[Study text — start]

‘Gary, where do I put my money?’

As a wealth manager specialising in investments, this is the one question I get asked most.

Investment management at Brewin Dolphin is all about creating a personalised portfolio of assets to achieve an investor’s objectives.

Asset allocation, stock selection and an understanding of clients’ needs is key to success.

While fixed interest, property, international equities and alternative investments such as hedge funds are all critically important in building a successful diversified portfolio, it is our positioning within the UK equity section of the portfolio that grabs the attention of the majority of investors.

I thought I would use these valuable column inches to outline how we are viewing the UK equity sectors at present.

Looking at cyclicals, sectors containing companies whose share prices are significantly affected by ups and downs in the overall economy, we run underweight positions in basic resources and industrial engineering.

The former, as we expect that oversupply will continue and lower commodity prices, will be required to balance the market.

The latter, as the sector is highly dependent on oil and gas and mining capital expenditure.

While the oil price has rebounded from its trough reached a few months ago, it remains below the break-even level for a large number of projects (around $80 per barrel).

On the positive side, the general retail sector should benefit from higher disposable incomes and a more benign competitive environment.

Turning attention to defensives, sectors which contain companies whose performance is less correlated with the state of the overall economy, we run underweight positions in health and pharmaceuticals and food and drug retailers.

We are underweight in health and pharmaceutical companies due to concerns regarding the prospects of the two largest companies making up this sector.

One is undergoing a portfolio restructuring with a large void left by expiring blockbuster drugs and the other remains out of favour due to price pressure and lifecycle management failure within its lead franchise, respiratory.

Price competition and negative sales growth characterise the food and drug retailers at present.

We expect tough trading conditions for the foreseeable future as the three listed supermarkets adapt to a change in consumer shopping habits and the rise of the discounters.

It is the financial sector where we are most overweight and in particular insurance.

The non-life insurance sector would benefit from a stabilisation or improvement in the pricing of UK motor insurance and rising interest rates.

Most companies in this sector hold significant accumulated premiums in short-term fixed interest securities.

Any improvement on yield would quickly increase cash flow.

The life insurance sector looks like one of the few areas with growth at a reasonable price.

We are preferring companies with unrivalled access to the growing financial needs of the Asian consumer.

No matter where in the world you choose to invest, and what in, our guidance will always depend on your individual circumstances and attitude to risk.

However, should your investment solution include an allocation to UK equities, the above will hopefully give you a taste of our current thinking.

Gary Welford is an investment manager at Brewin Dolphin

The opinions expressed in this article are not necessarily the views held throughout Brewin Dolphin. No director, representative or employee of Brewin Dolphin accepts liability for any direct or consequential loss arising from the use of this document or its contents. Any tax allowances or thresholds mentioned are based on personal circumstances and current legislation which is subject to change.

[Study text — finish]
[Information provided — start]

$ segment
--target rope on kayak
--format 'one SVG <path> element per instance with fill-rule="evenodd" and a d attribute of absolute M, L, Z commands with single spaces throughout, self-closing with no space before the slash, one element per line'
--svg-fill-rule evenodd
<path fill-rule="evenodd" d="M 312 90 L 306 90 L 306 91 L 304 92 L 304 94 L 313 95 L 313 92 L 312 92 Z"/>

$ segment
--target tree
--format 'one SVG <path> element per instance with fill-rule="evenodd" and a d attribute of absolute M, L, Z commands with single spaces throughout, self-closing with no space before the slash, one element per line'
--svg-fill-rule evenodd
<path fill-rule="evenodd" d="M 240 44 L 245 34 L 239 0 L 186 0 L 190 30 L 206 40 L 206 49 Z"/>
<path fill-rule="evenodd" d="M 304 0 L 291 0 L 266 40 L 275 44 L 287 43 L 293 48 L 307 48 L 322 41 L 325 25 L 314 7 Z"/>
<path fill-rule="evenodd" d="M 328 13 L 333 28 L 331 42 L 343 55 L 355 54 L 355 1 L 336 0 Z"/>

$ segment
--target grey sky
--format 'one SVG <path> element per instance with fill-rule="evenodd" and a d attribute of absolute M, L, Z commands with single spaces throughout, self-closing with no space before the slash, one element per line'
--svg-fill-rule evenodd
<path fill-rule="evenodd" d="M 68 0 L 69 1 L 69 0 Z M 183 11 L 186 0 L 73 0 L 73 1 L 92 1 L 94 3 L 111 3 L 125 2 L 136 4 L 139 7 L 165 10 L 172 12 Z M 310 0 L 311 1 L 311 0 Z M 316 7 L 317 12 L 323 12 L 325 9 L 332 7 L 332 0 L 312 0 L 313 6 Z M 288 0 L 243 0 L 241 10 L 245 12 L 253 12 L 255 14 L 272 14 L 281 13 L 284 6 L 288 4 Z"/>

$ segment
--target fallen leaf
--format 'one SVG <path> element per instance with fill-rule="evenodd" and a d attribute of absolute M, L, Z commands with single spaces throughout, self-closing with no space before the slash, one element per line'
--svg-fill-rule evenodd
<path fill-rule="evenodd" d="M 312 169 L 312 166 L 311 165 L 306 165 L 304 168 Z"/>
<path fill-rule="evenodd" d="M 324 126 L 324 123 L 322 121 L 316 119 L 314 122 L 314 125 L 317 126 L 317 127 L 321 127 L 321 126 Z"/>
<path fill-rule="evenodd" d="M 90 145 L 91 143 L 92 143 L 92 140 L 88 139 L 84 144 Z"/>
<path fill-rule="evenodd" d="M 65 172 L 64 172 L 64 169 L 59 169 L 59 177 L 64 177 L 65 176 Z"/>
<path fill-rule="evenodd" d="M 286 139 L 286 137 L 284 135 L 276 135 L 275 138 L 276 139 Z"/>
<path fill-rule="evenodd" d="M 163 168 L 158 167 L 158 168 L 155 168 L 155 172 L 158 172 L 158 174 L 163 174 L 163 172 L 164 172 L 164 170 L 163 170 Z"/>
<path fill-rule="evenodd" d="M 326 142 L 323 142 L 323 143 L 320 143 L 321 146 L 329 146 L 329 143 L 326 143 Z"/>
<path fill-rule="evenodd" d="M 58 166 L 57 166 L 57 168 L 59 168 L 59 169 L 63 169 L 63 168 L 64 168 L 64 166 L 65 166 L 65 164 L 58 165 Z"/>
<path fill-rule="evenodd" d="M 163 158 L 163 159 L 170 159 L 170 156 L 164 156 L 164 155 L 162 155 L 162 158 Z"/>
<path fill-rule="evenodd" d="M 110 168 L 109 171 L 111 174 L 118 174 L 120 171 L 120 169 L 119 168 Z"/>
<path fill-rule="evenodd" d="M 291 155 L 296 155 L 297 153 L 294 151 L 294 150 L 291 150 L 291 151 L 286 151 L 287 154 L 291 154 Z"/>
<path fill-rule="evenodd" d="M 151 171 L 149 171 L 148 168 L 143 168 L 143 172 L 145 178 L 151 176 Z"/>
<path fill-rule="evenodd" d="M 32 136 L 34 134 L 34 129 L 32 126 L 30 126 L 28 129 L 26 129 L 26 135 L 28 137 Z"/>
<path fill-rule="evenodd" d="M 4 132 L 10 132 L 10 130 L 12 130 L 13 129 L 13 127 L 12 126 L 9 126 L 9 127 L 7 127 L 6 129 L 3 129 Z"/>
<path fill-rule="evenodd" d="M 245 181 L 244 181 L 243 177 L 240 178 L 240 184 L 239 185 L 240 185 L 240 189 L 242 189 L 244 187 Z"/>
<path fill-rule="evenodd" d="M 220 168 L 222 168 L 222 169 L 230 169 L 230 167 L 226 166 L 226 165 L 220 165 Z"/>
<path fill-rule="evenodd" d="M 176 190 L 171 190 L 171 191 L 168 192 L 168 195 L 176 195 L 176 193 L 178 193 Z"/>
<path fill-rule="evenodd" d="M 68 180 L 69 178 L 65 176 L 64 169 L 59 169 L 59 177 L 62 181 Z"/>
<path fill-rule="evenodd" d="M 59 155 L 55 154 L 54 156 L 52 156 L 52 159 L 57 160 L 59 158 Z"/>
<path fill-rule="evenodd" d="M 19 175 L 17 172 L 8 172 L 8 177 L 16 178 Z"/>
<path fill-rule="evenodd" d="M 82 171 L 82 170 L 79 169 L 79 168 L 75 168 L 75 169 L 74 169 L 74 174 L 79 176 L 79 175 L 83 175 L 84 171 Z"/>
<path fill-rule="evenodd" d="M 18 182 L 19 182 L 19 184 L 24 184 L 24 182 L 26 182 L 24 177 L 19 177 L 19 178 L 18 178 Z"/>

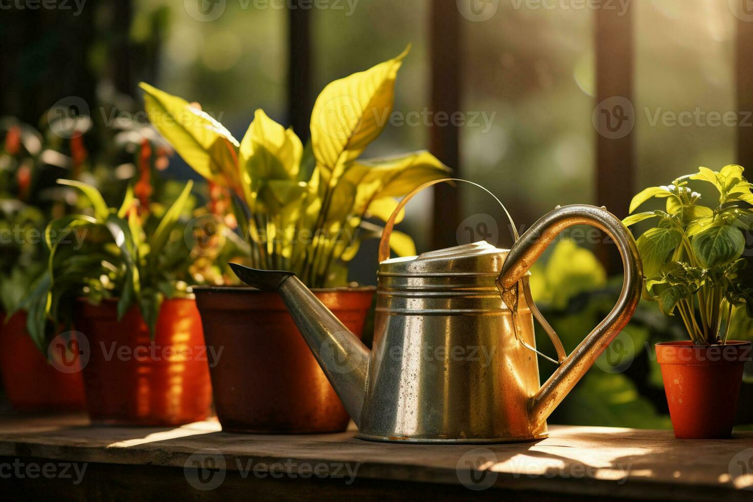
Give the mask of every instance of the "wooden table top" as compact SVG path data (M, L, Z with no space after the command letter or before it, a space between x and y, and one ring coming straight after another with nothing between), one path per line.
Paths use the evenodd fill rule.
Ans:
M209 459L223 476L239 471L264 477L260 473L279 471L290 477L309 469L346 481L352 476L460 485L469 495L471 489L501 488L559 496L753 500L753 433L736 433L726 440L684 440L669 431L550 430L549 438L535 443L428 446L363 441L353 438L352 431L231 434L212 420L171 428L91 426L80 416L4 417L0 456L180 467L187 480L192 467L206 467Z

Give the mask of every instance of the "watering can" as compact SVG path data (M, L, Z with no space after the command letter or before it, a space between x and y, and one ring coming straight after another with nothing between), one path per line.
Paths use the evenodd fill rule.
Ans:
M356 437L424 443L546 437L547 418L635 312L642 281L636 242L605 208L574 205L556 208L522 236L513 225L510 250L480 242L389 259L399 211L420 190L448 181L465 181L419 187L385 227L370 351L293 272L231 265L244 282L280 294L358 426ZM624 279L609 315L566 356L533 303L529 269L563 230L578 224L600 229L617 245ZM559 364L543 385L536 356L550 357L535 348L534 318Z

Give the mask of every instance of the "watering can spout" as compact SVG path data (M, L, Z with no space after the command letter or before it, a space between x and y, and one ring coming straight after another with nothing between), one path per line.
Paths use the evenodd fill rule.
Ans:
M230 266L247 284L279 294L350 418L358 425L368 381L369 349L294 272Z

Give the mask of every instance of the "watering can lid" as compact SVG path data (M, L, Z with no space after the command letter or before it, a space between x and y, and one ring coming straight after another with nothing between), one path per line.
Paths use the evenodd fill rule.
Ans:
M439 249L419 256L385 260L380 275L499 275L507 249L486 241Z

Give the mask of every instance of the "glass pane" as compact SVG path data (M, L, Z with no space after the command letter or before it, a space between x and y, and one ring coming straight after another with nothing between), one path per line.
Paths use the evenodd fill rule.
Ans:
M556 204L595 199L593 13L536 5L500 2L488 20L464 23L463 175L497 194L519 227ZM466 214L501 221L468 190Z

[Information provided — finish]

# Task requirements
A - According to the investment column, which sector is the firm most overweight in?
B - Retype the part of the investment column from "I thought I" to "balance the market." without any changes.
The records are separate material and stand apart from the investment column.

# Expected results
A - The financial sector, in particular insurance.

B -
I thought I would use these valuable column inches to outline how we are viewing the UK equity sectors at present.

Looking at cyclicals, sectors containing companies whose share prices are significantly affected by ups and downs in the overall economy, we run underweight positions in basic resources and industrial engineering.

The former, as we expect that oversupply will continue and lower commodity prices, will be required to balance the market.